==== Records provided

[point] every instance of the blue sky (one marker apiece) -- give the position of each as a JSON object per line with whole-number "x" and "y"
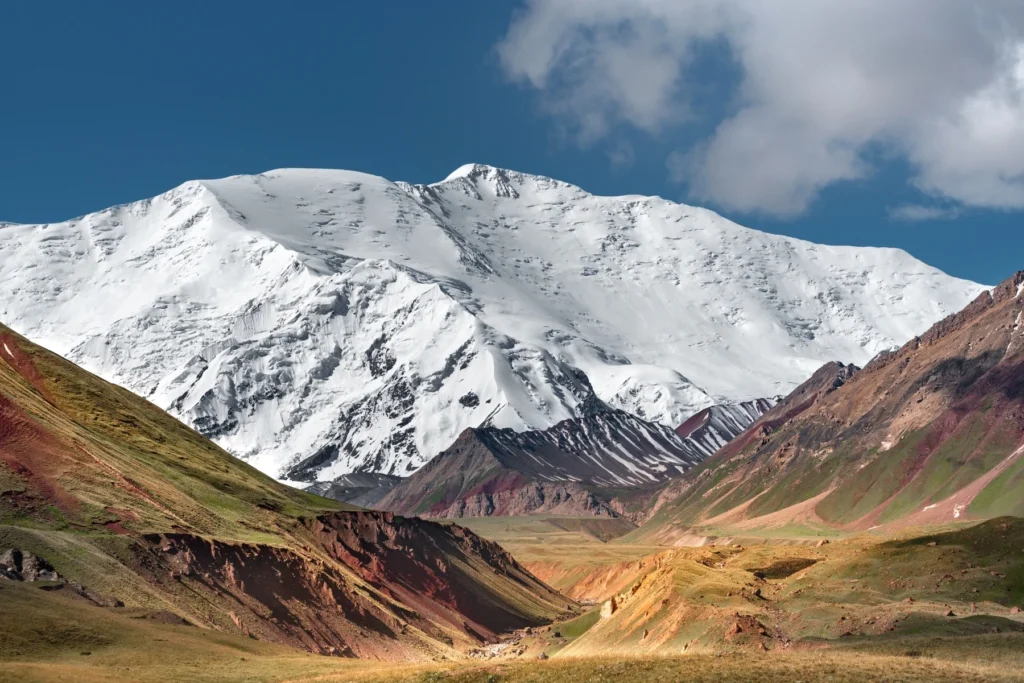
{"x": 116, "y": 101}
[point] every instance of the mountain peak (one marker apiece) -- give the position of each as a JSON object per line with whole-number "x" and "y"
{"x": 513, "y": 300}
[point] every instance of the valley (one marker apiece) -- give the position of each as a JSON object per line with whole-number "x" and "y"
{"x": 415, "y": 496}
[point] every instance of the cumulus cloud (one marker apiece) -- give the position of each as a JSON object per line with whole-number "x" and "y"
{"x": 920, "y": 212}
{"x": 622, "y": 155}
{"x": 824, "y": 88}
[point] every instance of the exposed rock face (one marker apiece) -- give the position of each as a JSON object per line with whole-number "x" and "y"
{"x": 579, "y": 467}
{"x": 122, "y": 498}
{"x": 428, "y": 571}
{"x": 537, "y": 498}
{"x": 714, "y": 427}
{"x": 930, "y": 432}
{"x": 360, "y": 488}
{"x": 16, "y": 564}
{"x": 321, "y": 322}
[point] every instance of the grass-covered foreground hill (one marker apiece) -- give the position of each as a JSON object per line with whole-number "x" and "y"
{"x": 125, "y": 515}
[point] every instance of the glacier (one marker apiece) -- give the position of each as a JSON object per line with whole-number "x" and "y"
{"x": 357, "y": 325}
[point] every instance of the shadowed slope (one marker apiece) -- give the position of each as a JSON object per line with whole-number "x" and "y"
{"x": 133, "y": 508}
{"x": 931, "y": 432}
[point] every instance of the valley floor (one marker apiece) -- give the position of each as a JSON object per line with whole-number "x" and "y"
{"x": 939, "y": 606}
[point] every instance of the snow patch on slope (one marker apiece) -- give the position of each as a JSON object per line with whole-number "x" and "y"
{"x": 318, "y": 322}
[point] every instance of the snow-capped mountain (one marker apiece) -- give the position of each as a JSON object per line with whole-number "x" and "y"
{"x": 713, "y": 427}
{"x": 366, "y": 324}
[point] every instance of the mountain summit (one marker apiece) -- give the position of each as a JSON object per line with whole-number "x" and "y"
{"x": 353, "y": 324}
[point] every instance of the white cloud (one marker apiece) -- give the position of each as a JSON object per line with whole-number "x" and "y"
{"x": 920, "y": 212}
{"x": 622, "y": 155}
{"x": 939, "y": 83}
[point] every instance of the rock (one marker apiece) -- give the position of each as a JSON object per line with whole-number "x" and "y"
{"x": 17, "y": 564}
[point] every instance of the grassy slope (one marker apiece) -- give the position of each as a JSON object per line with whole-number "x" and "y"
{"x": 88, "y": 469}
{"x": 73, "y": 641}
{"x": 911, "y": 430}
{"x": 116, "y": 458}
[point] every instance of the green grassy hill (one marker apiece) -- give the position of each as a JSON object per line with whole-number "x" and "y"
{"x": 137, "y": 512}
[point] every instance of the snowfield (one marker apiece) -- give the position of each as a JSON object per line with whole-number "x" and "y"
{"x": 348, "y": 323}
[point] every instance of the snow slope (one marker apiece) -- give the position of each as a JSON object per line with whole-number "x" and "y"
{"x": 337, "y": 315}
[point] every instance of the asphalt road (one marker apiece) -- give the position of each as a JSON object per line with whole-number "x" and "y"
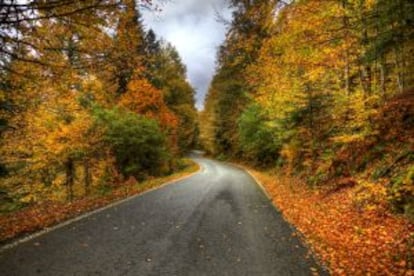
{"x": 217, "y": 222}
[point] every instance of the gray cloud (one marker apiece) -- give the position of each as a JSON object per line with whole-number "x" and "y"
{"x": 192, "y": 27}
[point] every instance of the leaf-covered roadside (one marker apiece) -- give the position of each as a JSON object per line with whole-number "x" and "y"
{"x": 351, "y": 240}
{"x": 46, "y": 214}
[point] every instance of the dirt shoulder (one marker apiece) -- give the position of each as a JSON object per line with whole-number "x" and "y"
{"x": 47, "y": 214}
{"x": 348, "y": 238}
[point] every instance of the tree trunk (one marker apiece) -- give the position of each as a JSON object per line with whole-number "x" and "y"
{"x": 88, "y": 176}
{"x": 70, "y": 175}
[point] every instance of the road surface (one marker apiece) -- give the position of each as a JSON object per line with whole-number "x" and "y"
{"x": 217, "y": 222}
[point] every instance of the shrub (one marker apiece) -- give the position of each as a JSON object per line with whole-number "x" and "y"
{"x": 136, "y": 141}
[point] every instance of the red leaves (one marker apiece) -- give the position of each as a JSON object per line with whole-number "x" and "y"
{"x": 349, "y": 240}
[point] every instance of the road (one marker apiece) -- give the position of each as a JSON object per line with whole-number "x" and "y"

========

### Job
Copy the data again from the line that has "[point] every instance of the leaf-covered" through the end of the data, keeping every line, and add 131 to each x and y coordinate value.

### Task answer
[point] every instance of the leaf-covered roadside (one marker apiece) -- give the position of each as a JSON object per line with whole-number "x" and "y"
{"x": 482, "y": 371}
{"x": 177, "y": 345}
[point] every instance of the dirt shoulder (one marker apiece) -- give the position of each as a JSON object per line with whole-number "x" and "y"
{"x": 178, "y": 345}
{"x": 479, "y": 369}
[point] every instance of the tree trunk (one marker apiece) -- give the position of each as a JSON object per line with whole-number "x" and "y"
{"x": 219, "y": 307}
{"x": 201, "y": 306}
[point] every instance of the road surface (one marker apiece) -- give the position of each as a JSON object per line with whole-number "x" and "y"
{"x": 348, "y": 353}
[point] every instance of the shrub (one marker apiece) -- give the position of each as a JSON object per line with whole-number "x" and "y"
{"x": 267, "y": 272}
[point] every instance of the red leaves (one marker apiece) -- give the position of each as a JSON object per line with whole-number "x" and "y"
{"x": 480, "y": 371}
[point] every instance of the road (one marker apiece) -- give the position of each as a JSON object per line with whole-number "x" and "y"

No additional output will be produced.